TASK SET:
1) In the article on Vermont labor bills, how many days of paid sick time would H.208 require businesses to offer full-time employees?
2) Rewrite the paragraph of the article on Vermont labor bills that begins "The bill's proponents estimate" as a short bulleted list that keeps its main facts.
3) Resume the article on Vermont labor bills from its last sentence.

>> BEGIN DOCUMENT TEXT

Child care workers testified in force at a Statehouse public hearing on Wednesday evening. Those in red represented the Vermont Workers Center, while those in blue supported the legislation, and those in white opposed it. Photo by Nat Rudarakanchana
Child care workers testified in force at a Statehouse public hearing last year. Those in red represented the Vermont Workers Center, while those in blue supported the legislation, and those in white opposed it. Photo by Nat Rudarakanchana/VTDigger

Several contentious labor bills have risen to the top of the 2014 agenda for Vermont lawmakers this year.

A years-in-the-making effort to mandate that businesses provide seven days of paid sick leave to their employees has gained momentum since lawmakers departed in May.

The Senate will also return to a topic that’s produced a series of political skirmishes during the past several years — whether independent child care workers should be able to join a union.

A group of Democratic and Progressive lawmakers in the House and Senate will push the Legislature to raise the minimum wage substantially.

The Department of Labor and lawmakers will likely re-evaluate Unemployment Trust Fund benefit and payment rates this year, now that the state’s fund is back in the black. In the aftermath of the IBM layoffs in 2013, the department will ask lawmakers to consider a requirement that large companies release more detailed layoff notifications.

And the Vermont State Employees Association is asking the Legislature to adopt changes to the whistleblower protection law.

Paid sick days

A coalition of 15 groups have been laying the groundwork during the eight off-months to pass H.208, a bill that would require businesses to offer at least seven days of paid sick time to full-time employees and a pro-rated amount of time for part-time employees.

Proponents say the bill will provide greater income stability to low-wage hourly workers, and they argue it will improve public health by encouraging sick employers to stay home from work.

Lining up against the legislation are local groups like the Vermont Grocers Association and the Vermont Chamber of Commerce, which worry about increased costs for businesses.

Jim Harrison, president of the Vermont Grocers Association, explained the group’s stance in an email: “We are already experiencing a loss each year of small stores. Such a mandate will only add to their challenges of staying in business for many of them. Retailers employ a large number of part time employees to help staff seven day a week operations and peak shopping hours. Adding new mandates will likely increase costs to consumers.”

The bill’s proponents estimate it would increase payroll expenses by 1 percent to 2.5 percent for the businesses that don’t currently offer this seven days of paid leave time. They estimate that the bill would affect 25 percent of the state’s businesses — and the 60,000 Vermonters they employ.

The coalition is also bracing for national opposition from groups like the National Federation of Independent Businesses.

>> END DOCUMENT TEXT
>> BEGIN DATA SUPPLIED

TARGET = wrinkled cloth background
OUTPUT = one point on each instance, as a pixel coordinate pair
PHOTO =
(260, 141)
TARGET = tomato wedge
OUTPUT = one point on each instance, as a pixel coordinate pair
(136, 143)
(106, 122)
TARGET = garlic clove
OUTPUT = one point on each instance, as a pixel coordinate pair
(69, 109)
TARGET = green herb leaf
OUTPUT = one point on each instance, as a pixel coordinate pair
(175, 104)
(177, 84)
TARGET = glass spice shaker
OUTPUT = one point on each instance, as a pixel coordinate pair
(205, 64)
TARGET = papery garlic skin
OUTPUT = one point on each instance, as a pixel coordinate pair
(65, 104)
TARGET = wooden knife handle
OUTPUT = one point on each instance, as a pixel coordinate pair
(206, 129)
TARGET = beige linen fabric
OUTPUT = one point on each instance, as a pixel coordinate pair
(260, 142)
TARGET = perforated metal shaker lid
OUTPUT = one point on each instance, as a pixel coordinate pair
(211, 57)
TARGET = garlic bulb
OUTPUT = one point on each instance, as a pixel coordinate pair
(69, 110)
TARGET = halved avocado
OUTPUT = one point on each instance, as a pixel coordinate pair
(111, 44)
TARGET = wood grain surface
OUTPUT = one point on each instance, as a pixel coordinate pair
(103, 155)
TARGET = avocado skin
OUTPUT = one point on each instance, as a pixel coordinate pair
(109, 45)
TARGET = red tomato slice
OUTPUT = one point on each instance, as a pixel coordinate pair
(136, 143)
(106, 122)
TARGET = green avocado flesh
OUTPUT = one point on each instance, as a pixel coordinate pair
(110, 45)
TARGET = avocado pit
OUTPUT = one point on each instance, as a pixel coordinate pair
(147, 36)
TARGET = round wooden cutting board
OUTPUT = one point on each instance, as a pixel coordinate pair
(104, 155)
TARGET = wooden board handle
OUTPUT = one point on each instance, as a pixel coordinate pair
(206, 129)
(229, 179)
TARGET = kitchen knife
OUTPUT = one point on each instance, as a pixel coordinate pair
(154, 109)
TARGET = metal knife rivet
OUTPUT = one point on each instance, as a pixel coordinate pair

>> END DATA SUPPLIED

ANSWERS PROVIDED:
1) At least seven days.

2)
- Proponents estimate the bill would raise payroll expenses by 1 to 2.5 percent for businesses that don't already offer seven days of paid leave.
- They estimate it would affect 25 percent of the state's businesses.
- Those businesses employ 60,000 Vermonters.

3)
“I’m very optimistic that it’s going to pass,” Lindsay DesLauriers of Voices for Vermont’s Children, said. But, she added, the coalition isn’t declaring victory just yet. “It is going to be a heavy lift because we will be facing serious national opposition. There’s no doubt about it that they are going to be putting resources into this fight.”

Similar bills have been floating around for roughly a decade, but none have made it out of committee. H.208 will start out in the House General, Housing and Military Affairs Committee, where chairwoman Helen Head, D-South Burlington, said the odds are good that it will pass. Head said that unlike in past years, when the bill sat in her committee because opposition outweighed the support for it, there’s a “good deal of interest” in the House at large, too.

“They [Paid Sick Days Coalition] have rallied a great coalition, which has not been the case in the past. It’s basically grown over time to be a very strong group.”

House Speaker Shap Smith supports the idea — “I think the idea of accrued sick time makes sense, and it’s disappointing that a lot of employers don’t provide it.” — but he’s uncertain it can pass this year. “I think there’s some question as to whether or not it has enough support in the House at the moment.”

Sen. Kevin Mullin, D-Rutland, who chairs the Senate Economic Development, Housing and General Affairs Committee, said he is content to let the House “carry the water on this one.”

If the bill does pass in the House, his committee will likely be its first stop in the Senate. “If they pass it, we will take it up,” Mullin said. But, he went on, “There’s no guarantee that we will pass it. As drafted, it has problems.”

Gov. Peter Shumlin has declined to say whether he’ll support the initiative.

Child care unionization

A group of child care workers, backed by the Vermont Early Educators United, an affiliate of the local American Federation of Teachers, will resume their longstanding fight for the legal right to join a union.

Shumlin supports the effort, and the House passed legislation back in 2011 that allows independent child care providers to vote on whether they want to collectively bargain with the state on the subsidy rates provided on behalf of low income families.

But the bill, which was controversial in the House, has met with even greater opposition in the Senate. Despite several creative attempts, it failed to pass again last year.

A similar drive to allow home care workers to unionize was successful, however, and this has emboldened the advocates for child care unionization.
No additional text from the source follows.